If you're developing on macOS or windows and you find podman too slow, you can host it on a native linux box and interface with it remotely through your client machine. These instructions are for podman, but the same thing can be achieved for docker.
This guide will cover how to do this using ssh as a connection between your macOS client and the remote linux podman host.
Setup Linux Host #
Install podman (on debian machine)
sudo apt install podman
Enable the podman daemon to listen to remote requests. Sudo should not be needed for this since it's enabled for the user.
systemctl --user --now enable podman.socket
Keep the socket alive so that the podman service works when logged out.
sudo loginctl enable-linger $USER
Setup macOS Client #
- Install podman
brew install podman
- If you do not have an ssh key setup to access the linux host where podman was installed above, you will need that (See resource 1 at the bottom).
- Add the linux host as a podman client connection.
podman system connection add my-new-connection --identity ~/.ssh/id_ed25519 ssh://<server-user>@<server-ip>/run/user/1000/podman/podman.sock
The "my-new-connection" can be any name you want. 4) Check the connection
podman system connection list
podman --remote info
If that's your only connection, that's it! Podman cli commands will now communicate with the linux host to execute container commands.

════════════════════

Parts of the exercise:
**A)** List every shell command that appears in the remote podman guide above, in the order given.
**B)** Quote the remote podman guide above between "sudo loginctl enable-linger" and "at the bottom).", inclusive.

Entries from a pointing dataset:
════════════════════

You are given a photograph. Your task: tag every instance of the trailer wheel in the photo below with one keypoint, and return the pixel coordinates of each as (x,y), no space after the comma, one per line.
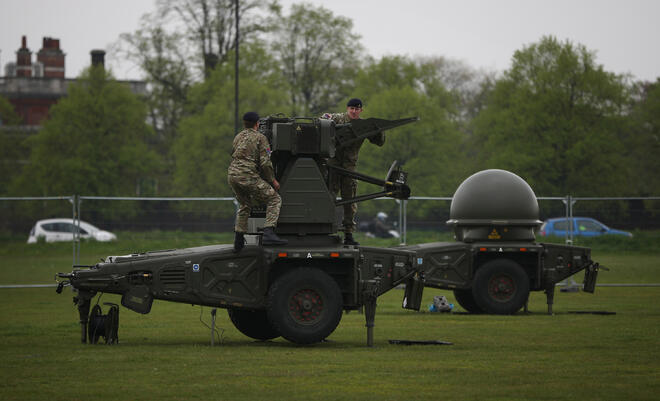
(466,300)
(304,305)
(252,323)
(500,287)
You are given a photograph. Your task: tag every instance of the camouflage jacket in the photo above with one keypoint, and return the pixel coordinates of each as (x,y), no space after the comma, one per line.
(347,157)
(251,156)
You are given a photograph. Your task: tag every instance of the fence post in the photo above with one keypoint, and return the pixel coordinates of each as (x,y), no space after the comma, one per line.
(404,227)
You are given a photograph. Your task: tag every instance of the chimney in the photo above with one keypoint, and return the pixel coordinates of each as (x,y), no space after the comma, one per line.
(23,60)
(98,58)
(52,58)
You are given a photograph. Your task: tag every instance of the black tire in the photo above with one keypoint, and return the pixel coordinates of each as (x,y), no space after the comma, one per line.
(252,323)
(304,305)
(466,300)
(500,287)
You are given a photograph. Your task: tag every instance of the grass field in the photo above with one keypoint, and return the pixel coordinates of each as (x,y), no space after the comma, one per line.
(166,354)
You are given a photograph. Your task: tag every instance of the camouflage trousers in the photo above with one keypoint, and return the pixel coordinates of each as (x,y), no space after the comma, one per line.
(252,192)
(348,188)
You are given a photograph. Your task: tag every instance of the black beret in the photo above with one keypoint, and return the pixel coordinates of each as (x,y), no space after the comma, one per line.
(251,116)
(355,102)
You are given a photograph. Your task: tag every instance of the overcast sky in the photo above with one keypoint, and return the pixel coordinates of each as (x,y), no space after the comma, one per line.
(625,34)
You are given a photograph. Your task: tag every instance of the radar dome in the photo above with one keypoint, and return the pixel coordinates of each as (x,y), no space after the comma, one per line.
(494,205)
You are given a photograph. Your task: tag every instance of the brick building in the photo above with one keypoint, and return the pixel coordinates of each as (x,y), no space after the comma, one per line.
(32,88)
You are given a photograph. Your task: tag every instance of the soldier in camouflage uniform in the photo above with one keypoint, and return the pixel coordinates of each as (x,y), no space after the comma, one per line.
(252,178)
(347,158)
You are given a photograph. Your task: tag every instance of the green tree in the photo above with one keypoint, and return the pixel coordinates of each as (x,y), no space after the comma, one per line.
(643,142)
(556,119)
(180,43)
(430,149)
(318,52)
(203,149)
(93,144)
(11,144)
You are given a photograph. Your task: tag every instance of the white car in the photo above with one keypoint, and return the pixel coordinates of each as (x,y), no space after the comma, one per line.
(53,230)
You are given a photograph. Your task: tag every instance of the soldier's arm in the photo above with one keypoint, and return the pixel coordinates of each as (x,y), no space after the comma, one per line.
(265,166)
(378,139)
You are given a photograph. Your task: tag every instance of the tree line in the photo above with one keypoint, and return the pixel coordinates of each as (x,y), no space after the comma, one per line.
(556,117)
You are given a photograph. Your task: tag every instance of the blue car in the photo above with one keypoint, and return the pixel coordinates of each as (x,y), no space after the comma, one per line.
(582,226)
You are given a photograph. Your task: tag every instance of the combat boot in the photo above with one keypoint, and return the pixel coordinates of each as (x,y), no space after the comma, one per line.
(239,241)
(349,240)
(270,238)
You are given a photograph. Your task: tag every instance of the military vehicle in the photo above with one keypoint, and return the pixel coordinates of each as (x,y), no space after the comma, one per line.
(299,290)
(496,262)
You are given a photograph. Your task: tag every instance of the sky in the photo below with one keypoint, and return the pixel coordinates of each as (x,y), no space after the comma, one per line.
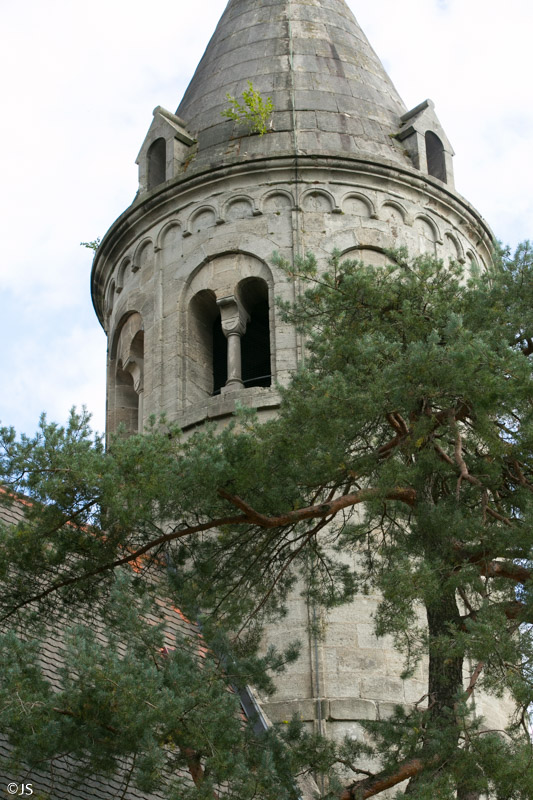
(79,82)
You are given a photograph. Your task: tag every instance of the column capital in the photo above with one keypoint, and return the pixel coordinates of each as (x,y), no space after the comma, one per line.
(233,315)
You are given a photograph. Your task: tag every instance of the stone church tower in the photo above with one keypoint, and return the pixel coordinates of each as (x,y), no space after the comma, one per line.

════════════════════

Exercise solutions:
**A)**
sudo apt install podman
systemctl --user --now enable podman.socket
sudo loginctl enable-linger $USER
brew install podman
podman system connection add my-new-connection --identity ~/.ssh/id_ed25519 ssh://<server-user>@<server-ip>/run/user/1000/podman/podman.sock
podman system connection list
podman --remote info

**B)**
sudo loginctl enable-linger $USER
Setup macOS Client #
- Install podman
brew install podman
- If you do not have an ssh key setup to access the linux host where podman was installed above, you will need that (See resource 1 at the bottom).